Work required :: Copy the data exactly as it appears, and do not include any pictures.

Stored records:
⟨

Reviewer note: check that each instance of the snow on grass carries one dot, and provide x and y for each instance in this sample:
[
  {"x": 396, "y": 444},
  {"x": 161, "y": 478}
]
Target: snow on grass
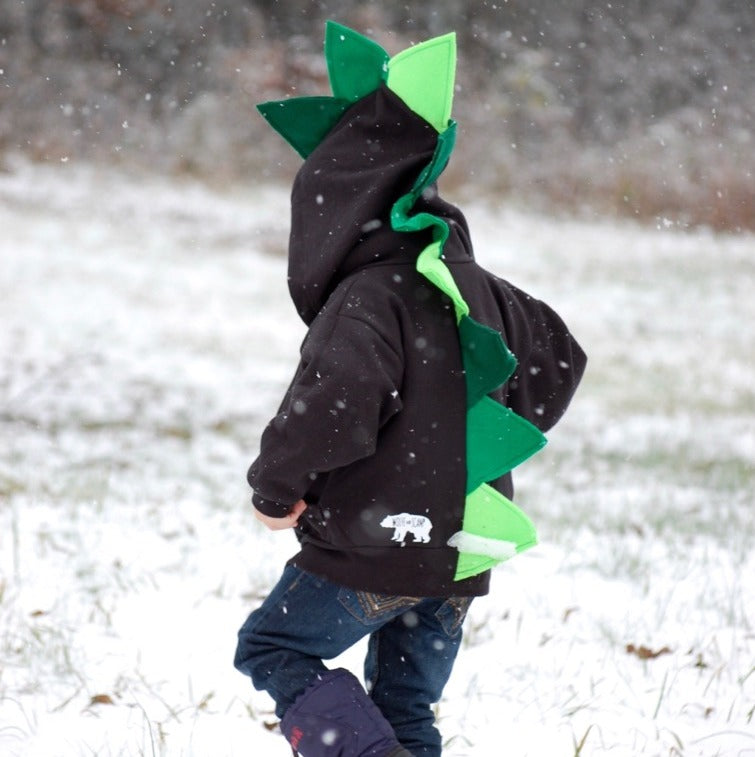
[{"x": 146, "y": 338}]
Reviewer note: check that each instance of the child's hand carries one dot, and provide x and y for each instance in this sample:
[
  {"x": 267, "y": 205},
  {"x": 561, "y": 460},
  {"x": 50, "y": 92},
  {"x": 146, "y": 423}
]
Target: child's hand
[{"x": 289, "y": 521}]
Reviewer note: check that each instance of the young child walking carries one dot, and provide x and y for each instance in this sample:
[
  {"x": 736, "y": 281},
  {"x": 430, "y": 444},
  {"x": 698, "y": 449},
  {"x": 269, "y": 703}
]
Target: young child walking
[{"x": 423, "y": 380}]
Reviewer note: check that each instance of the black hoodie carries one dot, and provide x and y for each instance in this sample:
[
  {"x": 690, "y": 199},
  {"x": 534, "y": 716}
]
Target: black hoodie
[{"x": 371, "y": 433}]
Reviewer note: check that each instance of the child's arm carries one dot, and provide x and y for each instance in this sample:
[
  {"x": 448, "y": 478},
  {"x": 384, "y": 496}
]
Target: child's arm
[
  {"x": 287, "y": 521},
  {"x": 346, "y": 388}
]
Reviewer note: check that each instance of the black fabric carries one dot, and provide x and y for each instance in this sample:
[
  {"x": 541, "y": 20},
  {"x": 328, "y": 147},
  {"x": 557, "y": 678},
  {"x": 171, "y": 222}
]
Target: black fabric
[{"x": 373, "y": 425}]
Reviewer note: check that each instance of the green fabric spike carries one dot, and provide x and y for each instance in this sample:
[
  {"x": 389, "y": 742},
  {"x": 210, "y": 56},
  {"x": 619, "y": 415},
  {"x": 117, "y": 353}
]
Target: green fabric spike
[
  {"x": 423, "y": 77},
  {"x": 303, "y": 121},
  {"x": 438, "y": 162},
  {"x": 497, "y": 441},
  {"x": 435, "y": 270},
  {"x": 491, "y": 517},
  {"x": 356, "y": 64},
  {"x": 488, "y": 362}
]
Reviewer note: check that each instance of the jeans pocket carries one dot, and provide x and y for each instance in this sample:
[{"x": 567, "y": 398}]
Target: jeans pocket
[
  {"x": 371, "y": 609},
  {"x": 452, "y": 613}
]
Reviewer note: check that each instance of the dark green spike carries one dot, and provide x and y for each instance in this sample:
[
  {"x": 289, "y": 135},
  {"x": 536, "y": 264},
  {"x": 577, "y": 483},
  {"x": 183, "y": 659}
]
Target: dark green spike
[
  {"x": 488, "y": 362},
  {"x": 497, "y": 440},
  {"x": 356, "y": 64},
  {"x": 304, "y": 121}
]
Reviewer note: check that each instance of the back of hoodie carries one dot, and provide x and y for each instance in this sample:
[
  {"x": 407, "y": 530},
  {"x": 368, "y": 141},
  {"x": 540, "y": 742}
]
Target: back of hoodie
[{"x": 372, "y": 431}]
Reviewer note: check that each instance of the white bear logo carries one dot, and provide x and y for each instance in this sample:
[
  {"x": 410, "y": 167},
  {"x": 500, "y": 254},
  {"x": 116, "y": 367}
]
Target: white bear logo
[{"x": 405, "y": 522}]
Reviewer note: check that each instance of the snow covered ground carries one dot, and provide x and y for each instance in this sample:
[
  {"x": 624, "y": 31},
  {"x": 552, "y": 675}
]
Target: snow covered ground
[{"x": 146, "y": 336}]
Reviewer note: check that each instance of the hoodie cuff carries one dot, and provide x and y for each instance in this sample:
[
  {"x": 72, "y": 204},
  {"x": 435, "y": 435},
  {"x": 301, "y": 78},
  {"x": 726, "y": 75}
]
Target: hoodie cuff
[{"x": 270, "y": 507}]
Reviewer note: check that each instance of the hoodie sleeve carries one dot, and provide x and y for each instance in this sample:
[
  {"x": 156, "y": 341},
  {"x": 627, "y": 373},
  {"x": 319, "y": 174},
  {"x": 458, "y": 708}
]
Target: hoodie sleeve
[
  {"x": 550, "y": 361},
  {"x": 347, "y": 386}
]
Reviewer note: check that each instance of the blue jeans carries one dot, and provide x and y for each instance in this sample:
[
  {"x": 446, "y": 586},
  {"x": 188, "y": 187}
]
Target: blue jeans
[{"x": 412, "y": 647}]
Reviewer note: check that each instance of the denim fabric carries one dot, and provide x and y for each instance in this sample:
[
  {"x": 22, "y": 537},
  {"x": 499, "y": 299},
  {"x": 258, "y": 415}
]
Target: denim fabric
[{"x": 412, "y": 647}]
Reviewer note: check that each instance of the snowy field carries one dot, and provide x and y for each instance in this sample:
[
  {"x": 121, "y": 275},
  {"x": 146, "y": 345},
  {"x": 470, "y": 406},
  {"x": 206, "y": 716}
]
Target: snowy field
[{"x": 146, "y": 336}]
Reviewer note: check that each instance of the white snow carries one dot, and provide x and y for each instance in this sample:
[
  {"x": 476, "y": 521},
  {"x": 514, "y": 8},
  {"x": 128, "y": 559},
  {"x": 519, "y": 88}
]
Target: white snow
[{"x": 146, "y": 338}]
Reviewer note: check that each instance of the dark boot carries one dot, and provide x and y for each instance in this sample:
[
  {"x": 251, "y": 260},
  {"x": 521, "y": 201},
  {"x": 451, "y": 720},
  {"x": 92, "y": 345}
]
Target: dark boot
[{"x": 334, "y": 717}]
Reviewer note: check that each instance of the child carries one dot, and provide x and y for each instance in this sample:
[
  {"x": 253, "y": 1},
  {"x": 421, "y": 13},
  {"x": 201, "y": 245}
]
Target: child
[{"x": 423, "y": 380}]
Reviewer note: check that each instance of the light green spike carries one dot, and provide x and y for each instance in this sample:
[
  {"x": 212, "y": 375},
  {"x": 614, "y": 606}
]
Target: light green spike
[
  {"x": 423, "y": 77},
  {"x": 496, "y": 526},
  {"x": 356, "y": 64}
]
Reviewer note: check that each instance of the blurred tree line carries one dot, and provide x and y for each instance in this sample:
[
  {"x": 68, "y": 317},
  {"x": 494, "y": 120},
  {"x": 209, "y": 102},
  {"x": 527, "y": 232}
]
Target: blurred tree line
[{"x": 643, "y": 107}]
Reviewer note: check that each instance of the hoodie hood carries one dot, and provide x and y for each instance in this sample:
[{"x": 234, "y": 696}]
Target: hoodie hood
[{"x": 343, "y": 195}]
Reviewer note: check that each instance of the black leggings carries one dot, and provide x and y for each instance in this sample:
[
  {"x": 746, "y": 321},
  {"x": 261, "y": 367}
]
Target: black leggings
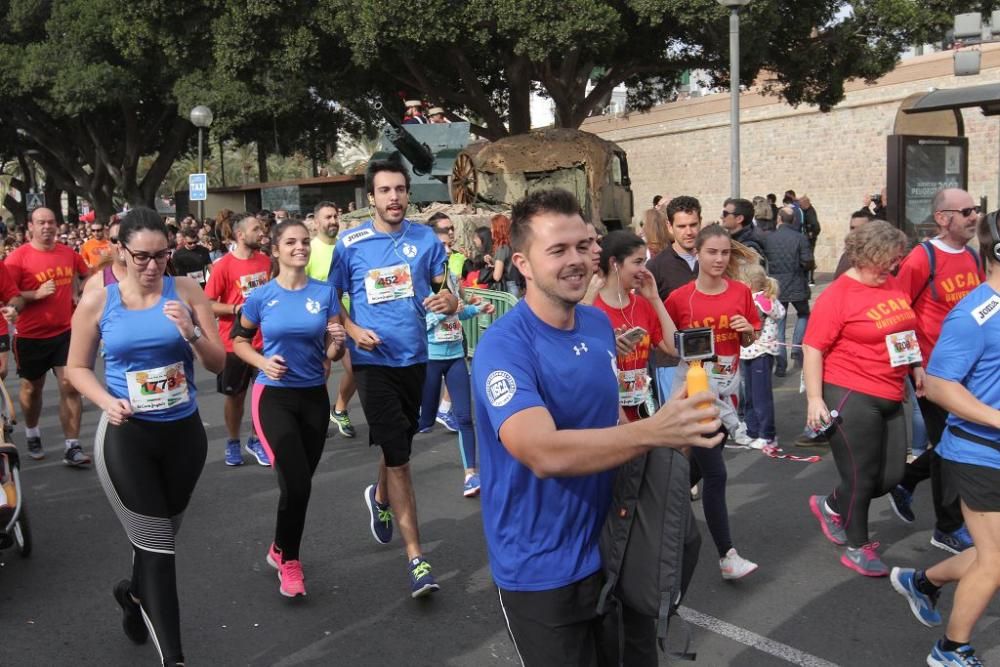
[
  {"x": 928, "y": 465},
  {"x": 709, "y": 465},
  {"x": 148, "y": 471},
  {"x": 292, "y": 425},
  {"x": 869, "y": 448}
]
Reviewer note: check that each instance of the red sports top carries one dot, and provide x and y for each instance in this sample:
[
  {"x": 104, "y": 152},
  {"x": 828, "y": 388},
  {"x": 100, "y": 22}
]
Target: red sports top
[
  {"x": 691, "y": 309},
  {"x": 8, "y": 290},
  {"x": 638, "y": 312},
  {"x": 29, "y": 268},
  {"x": 849, "y": 325},
  {"x": 232, "y": 281},
  {"x": 955, "y": 275}
]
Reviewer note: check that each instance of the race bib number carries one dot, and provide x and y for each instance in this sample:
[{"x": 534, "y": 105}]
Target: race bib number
[
  {"x": 448, "y": 331},
  {"x": 903, "y": 348},
  {"x": 389, "y": 283},
  {"x": 723, "y": 375},
  {"x": 157, "y": 388},
  {"x": 250, "y": 282},
  {"x": 633, "y": 387}
]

⟩

Task output ::
Reviewer note: check that each instance of the snow on grass carries one dot, and provide x and y for each instance in this sample:
[
  {"x": 396, "y": 444},
  {"x": 161, "y": 478}
]
Target: snow on grass
[{"x": 146, "y": 338}]
Reviewer note: check that each instance of the child's hand carries one dot, and provide x and y for each instance in this sample:
[
  {"x": 267, "y": 205},
  {"x": 561, "y": 460},
  {"x": 50, "y": 92},
  {"x": 146, "y": 423}
]
Target: child's hand
[{"x": 289, "y": 521}]
Reviewer note: check that each instance of the young child walking carries one dot, and provide x and y for each instance in this sample:
[
  {"x": 736, "y": 281},
  {"x": 430, "y": 444},
  {"x": 698, "y": 449},
  {"x": 269, "y": 703}
]
Target: young child walking
[{"x": 423, "y": 380}]
Reviewer note: check that each instance of the black hoodie carries one dot, and provide x and y for each instance in this sample:
[
  {"x": 690, "y": 199},
  {"x": 534, "y": 716}
]
Target: black hoodie
[{"x": 371, "y": 433}]
Reviewer note: check that each instance of the child's arm carries one dot, and provide x and y for each instance in this sample:
[
  {"x": 448, "y": 478},
  {"x": 384, "y": 496}
]
Target: child's arm
[
  {"x": 287, "y": 521},
  {"x": 346, "y": 388}
]
Reviewer note: check that each instance of the black fabric carries one dot, and provide x and y for each instance in this sample:
[
  {"x": 541, "y": 20},
  {"x": 328, "y": 147},
  {"x": 557, "y": 678},
  {"x": 171, "y": 222}
]
Target: black fabric
[{"x": 373, "y": 425}]
Reviewer note: check that each instance of the green fabric spike carries one dot, and provide x and y for each instance in this sample:
[
  {"x": 389, "y": 742},
  {"x": 210, "y": 56},
  {"x": 619, "y": 415},
  {"x": 117, "y": 353}
]
Target: green fabric spike
[
  {"x": 423, "y": 77},
  {"x": 303, "y": 121},
  {"x": 438, "y": 162},
  {"x": 497, "y": 441},
  {"x": 435, "y": 270},
  {"x": 491, "y": 517},
  {"x": 356, "y": 64},
  {"x": 488, "y": 362}
]
Reviewer note: check that each instance of the jeans pocket carries one dot, and provide x and y for each instance in this sample:
[{"x": 567, "y": 398}]
Target: jeans pocket
[
  {"x": 371, "y": 609},
  {"x": 452, "y": 613}
]
Reviewer note: check that each instance of the dark green spike carries one dot, and provide x and y for each instance in this sample:
[
  {"x": 289, "y": 135},
  {"x": 536, "y": 264},
  {"x": 577, "y": 483},
  {"x": 183, "y": 659}
]
Target: dark green spike
[
  {"x": 488, "y": 362},
  {"x": 497, "y": 440},
  {"x": 356, "y": 64},
  {"x": 304, "y": 121}
]
Reviewer note: check that each instance of the back of hoodie carries one dot, and provide x and y for each instance in this sample:
[
  {"x": 407, "y": 530},
  {"x": 368, "y": 141},
  {"x": 540, "y": 742}
]
Target: back of hoodie
[{"x": 372, "y": 431}]
Reviewer note: check that each instance of the white bear logo carries one dot, and provide x and y for each instance in this sample:
[
  {"x": 410, "y": 167},
  {"x": 500, "y": 254},
  {"x": 116, "y": 367}
]
Target: white bear logo
[{"x": 405, "y": 522}]
Reviewer note: check that each instance of the snow covered ground carries one dot, and provide x and y for each instance in this sample:
[
  {"x": 624, "y": 31},
  {"x": 552, "y": 675}
]
Target: snow covered ground
[{"x": 146, "y": 336}]
Reviewer note: check that each instance of the hoodie cuff carries one dot, and provide x and y for each instance in this sample:
[
  {"x": 72, "y": 204},
  {"x": 435, "y": 435},
  {"x": 301, "y": 78},
  {"x": 726, "y": 75}
]
Target: hoodie cuff
[{"x": 270, "y": 507}]
Reviewer note: check that each instance of the hoodie sleeve carries one dot, and provide x and y for each instance in this sample:
[
  {"x": 156, "y": 341},
  {"x": 627, "y": 373},
  {"x": 319, "y": 174},
  {"x": 458, "y": 708}
]
Target: hoodie sleeve
[
  {"x": 550, "y": 361},
  {"x": 347, "y": 386}
]
Reviewer note: check that each instance of the blue jeans carries one dot, and provide x and y for each instance in this sample:
[
  {"x": 446, "y": 586},
  {"x": 188, "y": 187}
]
Target: blue jeans
[{"x": 412, "y": 647}]
Reviewer note: check that each instance of the denim fabric carries one dot, and provide x and y for each instance in this sample:
[
  {"x": 22, "y": 537},
  {"x": 499, "y": 299},
  {"x": 258, "y": 415}
]
Target: denim fabric
[{"x": 412, "y": 647}]
Reviewer note: check that each instance of the snowy field carries one dot, and provide x and y for each instance in this sample:
[
  {"x": 121, "y": 275},
  {"x": 146, "y": 345},
  {"x": 470, "y": 406},
  {"x": 206, "y": 716}
]
Target: snowy field
[{"x": 146, "y": 336}]
Reviewer note: check that each instance of the white snow carries one dot, and provide x and y for each instance in this sample:
[
  {"x": 476, "y": 521},
  {"x": 514, "y": 8},
  {"x": 128, "y": 559},
  {"x": 519, "y": 88}
]
Target: white snow
[{"x": 146, "y": 338}]
Reviewer note: check that each instance of the dark boot carries one dot, and provide x and y for each instance in this sample:
[
  {"x": 251, "y": 260},
  {"x": 521, "y": 201},
  {"x": 451, "y": 720},
  {"x": 92, "y": 345}
]
Target: dark boot
[{"x": 334, "y": 717}]
Reviewer note: check that each instance of the child carries one dot, and provide x and y for each instance in this sample:
[
  {"x": 253, "y": 1},
  {"x": 421, "y": 13},
  {"x": 201, "y": 245}
]
Target: child
[{"x": 423, "y": 380}]
Reviewer note: check that each instance of the light green spike carries one dot, and provide x and y for each instance in this sample:
[
  {"x": 212, "y": 375},
  {"x": 614, "y": 606}
]
Target: light green spike
[
  {"x": 423, "y": 77},
  {"x": 496, "y": 526},
  {"x": 356, "y": 64}
]
Reviewer note: check that each instance of the blurred tree line carries one dot, and provide x and y for each instance in this sample:
[
  {"x": 68, "y": 317},
  {"x": 494, "y": 120},
  {"x": 209, "y": 102},
  {"x": 527, "y": 232}
]
Target: blurred tree line
[{"x": 643, "y": 107}]
Reviewer note: check that each instance of the hoodie hood carries one dot, and provide x and y for each instance in this sample:
[{"x": 234, "y": 696}]
Target: hoodie hood
[{"x": 343, "y": 195}]
Reviewer note: check that each instance of the black leggings carries one dot, and provide x and y for each instance in this sample:
[
  {"x": 746, "y": 321},
  {"x": 261, "y": 367}
]
Target: black leggings
[
  {"x": 928, "y": 465},
  {"x": 709, "y": 465},
  {"x": 148, "y": 471},
  {"x": 292, "y": 425},
  {"x": 869, "y": 448}
]
Reviewer note: check that each instance of the red sports top carries one dot, and provide x and y for each instance in this sample:
[
  {"x": 104, "y": 152},
  {"x": 828, "y": 388},
  {"x": 100, "y": 22}
]
Target: red sports top
[
  {"x": 691, "y": 309},
  {"x": 8, "y": 290},
  {"x": 638, "y": 312},
  {"x": 29, "y": 268},
  {"x": 849, "y": 325},
  {"x": 232, "y": 281},
  {"x": 955, "y": 275}
]
Reviewer note: check that each instance of the race bib number carries one dot, and provide x and y for each instance in this sample:
[{"x": 534, "y": 105}]
Target: race bib number
[
  {"x": 448, "y": 331},
  {"x": 903, "y": 348},
  {"x": 389, "y": 283},
  {"x": 723, "y": 375},
  {"x": 157, "y": 388},
  {"x": 250, "y": 282},
  {"x": 633, "y": 387}
]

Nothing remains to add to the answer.